Exercise description: A single number is required: how many lines in the entries hold the word "knuckle".

(Stored dataset items)
——————————

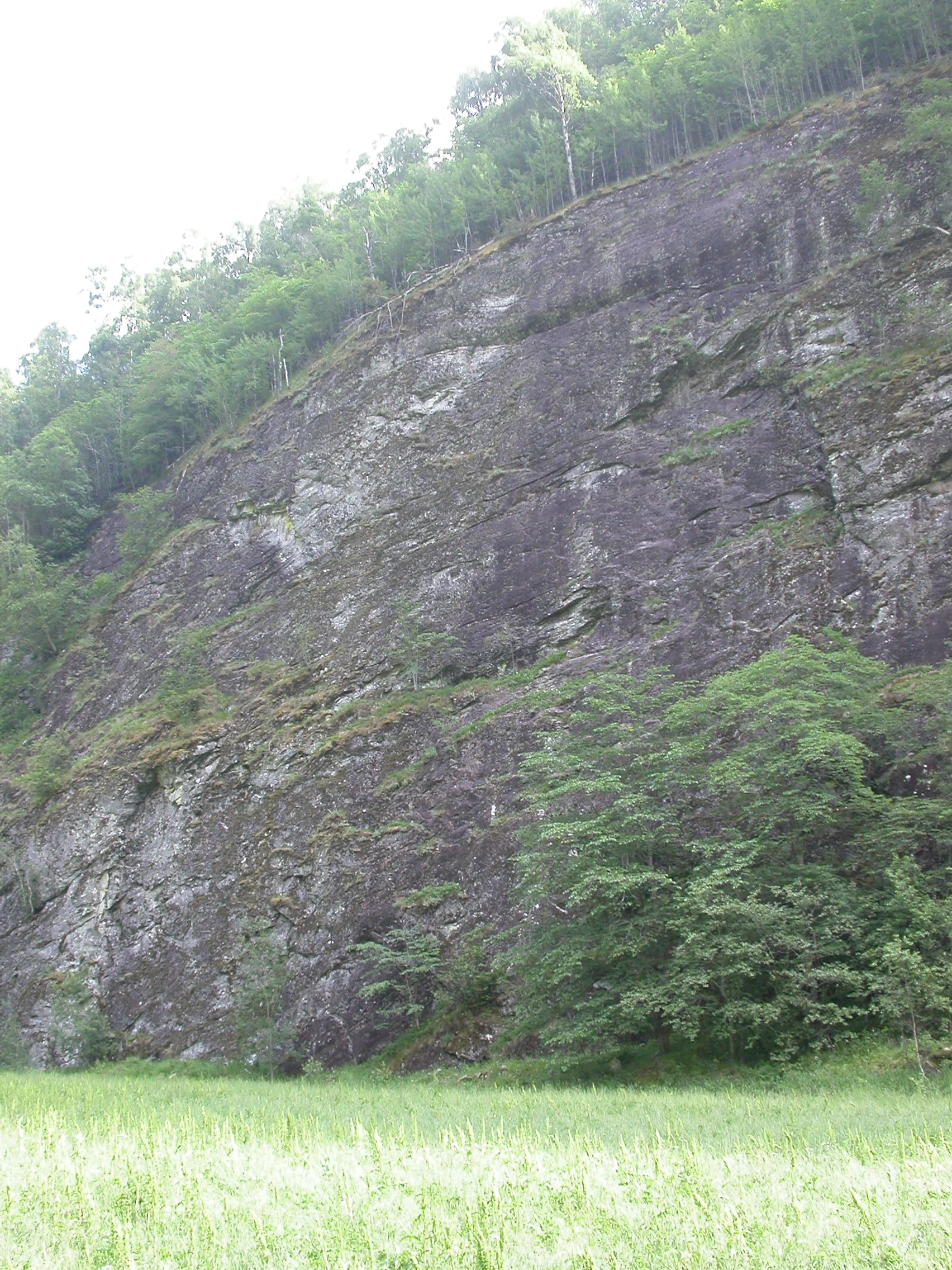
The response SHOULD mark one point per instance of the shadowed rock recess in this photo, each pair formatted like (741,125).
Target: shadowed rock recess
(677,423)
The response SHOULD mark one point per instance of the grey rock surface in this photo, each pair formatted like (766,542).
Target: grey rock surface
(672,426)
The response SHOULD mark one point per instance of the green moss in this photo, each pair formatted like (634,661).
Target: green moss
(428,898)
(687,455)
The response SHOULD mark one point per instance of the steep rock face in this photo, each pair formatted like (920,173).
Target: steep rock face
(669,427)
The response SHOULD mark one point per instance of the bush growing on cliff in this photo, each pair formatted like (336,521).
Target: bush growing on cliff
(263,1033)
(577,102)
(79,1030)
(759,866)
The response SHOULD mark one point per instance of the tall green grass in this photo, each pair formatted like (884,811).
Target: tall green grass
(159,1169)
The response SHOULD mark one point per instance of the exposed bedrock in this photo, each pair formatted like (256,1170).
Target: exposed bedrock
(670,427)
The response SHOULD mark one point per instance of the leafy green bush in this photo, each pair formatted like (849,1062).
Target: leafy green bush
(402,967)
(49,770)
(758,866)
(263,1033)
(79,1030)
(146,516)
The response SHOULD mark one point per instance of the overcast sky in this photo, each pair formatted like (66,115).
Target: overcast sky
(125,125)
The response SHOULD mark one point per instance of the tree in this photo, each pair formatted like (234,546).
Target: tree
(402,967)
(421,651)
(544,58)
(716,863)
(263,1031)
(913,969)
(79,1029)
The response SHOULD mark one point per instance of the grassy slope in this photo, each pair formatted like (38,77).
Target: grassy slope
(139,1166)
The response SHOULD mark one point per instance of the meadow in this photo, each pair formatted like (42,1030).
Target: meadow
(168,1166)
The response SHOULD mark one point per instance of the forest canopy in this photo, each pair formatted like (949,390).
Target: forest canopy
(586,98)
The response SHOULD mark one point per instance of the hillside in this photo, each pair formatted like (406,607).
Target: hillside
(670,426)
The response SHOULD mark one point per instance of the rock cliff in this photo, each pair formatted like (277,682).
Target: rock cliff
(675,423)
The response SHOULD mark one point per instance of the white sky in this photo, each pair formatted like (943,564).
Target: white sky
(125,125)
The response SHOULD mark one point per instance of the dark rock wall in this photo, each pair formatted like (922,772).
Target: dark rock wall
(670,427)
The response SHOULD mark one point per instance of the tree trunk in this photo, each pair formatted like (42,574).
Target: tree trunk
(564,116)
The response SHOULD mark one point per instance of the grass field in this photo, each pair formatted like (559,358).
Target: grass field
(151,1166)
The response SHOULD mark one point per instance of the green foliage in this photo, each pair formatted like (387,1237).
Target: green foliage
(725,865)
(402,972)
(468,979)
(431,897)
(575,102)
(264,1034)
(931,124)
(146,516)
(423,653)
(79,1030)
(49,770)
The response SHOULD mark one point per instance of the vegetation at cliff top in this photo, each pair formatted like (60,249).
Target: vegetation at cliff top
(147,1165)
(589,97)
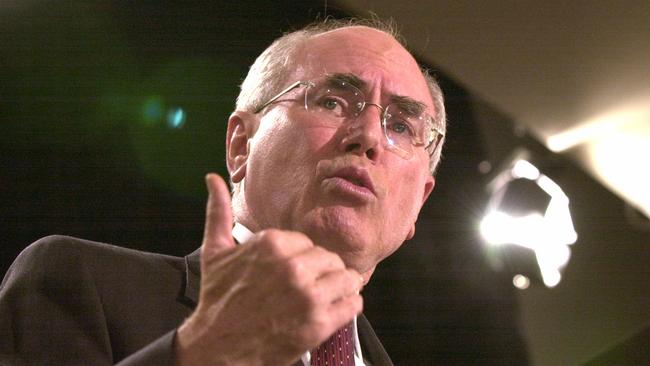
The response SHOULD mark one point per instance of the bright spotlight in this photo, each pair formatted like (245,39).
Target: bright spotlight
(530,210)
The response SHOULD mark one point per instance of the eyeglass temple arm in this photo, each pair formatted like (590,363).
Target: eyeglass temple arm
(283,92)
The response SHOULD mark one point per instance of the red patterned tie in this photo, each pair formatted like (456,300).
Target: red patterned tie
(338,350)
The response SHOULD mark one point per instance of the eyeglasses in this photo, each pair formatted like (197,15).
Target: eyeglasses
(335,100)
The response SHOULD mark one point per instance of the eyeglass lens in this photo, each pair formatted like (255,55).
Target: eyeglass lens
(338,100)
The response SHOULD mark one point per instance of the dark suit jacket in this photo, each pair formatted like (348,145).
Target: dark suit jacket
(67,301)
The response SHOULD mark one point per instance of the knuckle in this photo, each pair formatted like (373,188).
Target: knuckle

——————————

Response box: 2